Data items
- - - - -

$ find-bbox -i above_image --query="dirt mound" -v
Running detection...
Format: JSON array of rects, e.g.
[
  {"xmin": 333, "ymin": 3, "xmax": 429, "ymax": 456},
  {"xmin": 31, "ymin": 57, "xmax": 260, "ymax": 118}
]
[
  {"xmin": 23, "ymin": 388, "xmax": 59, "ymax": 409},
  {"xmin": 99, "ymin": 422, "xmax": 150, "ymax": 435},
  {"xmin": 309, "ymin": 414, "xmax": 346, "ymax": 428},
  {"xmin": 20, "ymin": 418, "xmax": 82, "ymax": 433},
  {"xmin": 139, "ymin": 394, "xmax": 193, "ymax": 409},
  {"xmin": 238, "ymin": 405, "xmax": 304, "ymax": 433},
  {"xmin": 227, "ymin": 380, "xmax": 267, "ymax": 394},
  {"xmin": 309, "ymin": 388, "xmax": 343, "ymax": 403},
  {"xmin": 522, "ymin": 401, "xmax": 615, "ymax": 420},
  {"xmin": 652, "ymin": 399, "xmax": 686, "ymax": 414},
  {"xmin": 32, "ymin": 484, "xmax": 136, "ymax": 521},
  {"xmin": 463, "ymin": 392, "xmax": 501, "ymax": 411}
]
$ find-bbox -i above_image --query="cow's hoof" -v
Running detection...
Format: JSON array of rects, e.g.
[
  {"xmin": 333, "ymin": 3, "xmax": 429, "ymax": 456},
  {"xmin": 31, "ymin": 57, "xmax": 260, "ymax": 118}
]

- - - - -

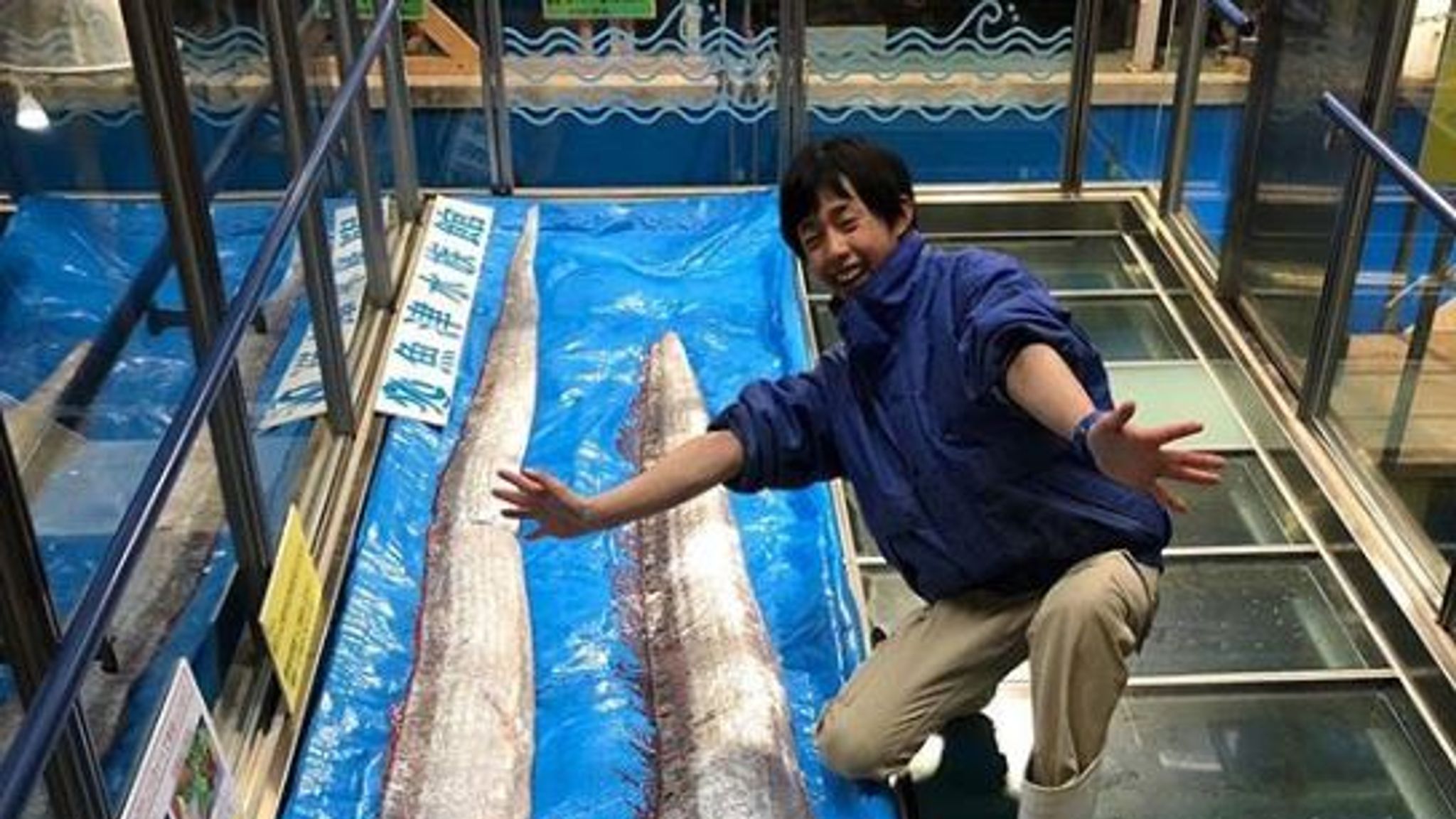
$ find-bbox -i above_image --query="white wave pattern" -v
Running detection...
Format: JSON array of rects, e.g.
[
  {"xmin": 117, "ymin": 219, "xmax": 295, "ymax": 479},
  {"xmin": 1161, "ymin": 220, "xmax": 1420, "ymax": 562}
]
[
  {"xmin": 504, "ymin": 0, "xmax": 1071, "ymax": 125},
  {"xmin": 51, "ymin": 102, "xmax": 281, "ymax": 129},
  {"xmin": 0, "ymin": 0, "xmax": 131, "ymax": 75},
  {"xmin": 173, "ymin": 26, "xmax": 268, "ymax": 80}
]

- - - - -

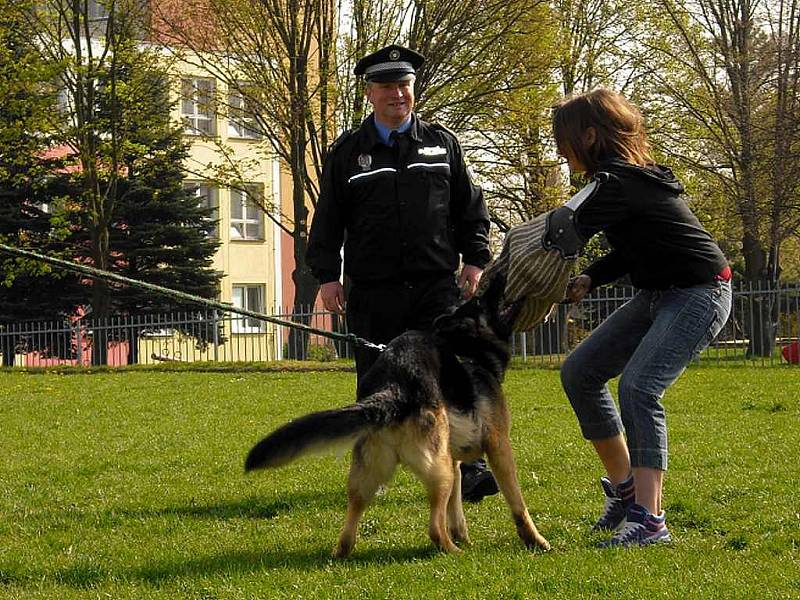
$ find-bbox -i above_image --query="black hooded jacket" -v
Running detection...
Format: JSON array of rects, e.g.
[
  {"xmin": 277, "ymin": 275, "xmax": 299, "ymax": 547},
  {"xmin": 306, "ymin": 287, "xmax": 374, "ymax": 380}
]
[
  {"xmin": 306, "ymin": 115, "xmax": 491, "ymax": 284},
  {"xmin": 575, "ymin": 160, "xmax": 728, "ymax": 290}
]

- - - - -

Problem to solve ▸ Return every line of the entries above that contains the string "bbox". Case matters.

Solution to this task ▸
$ find-bbox -i above_image --query="dirt mound" -v
$ find-bbox -i above_image --query="cow's hoof" -v
$ find-bbox -i above_image --query="white wave pattern" -v
$ find-bbox -i above_image --query="black hooded jacket" -v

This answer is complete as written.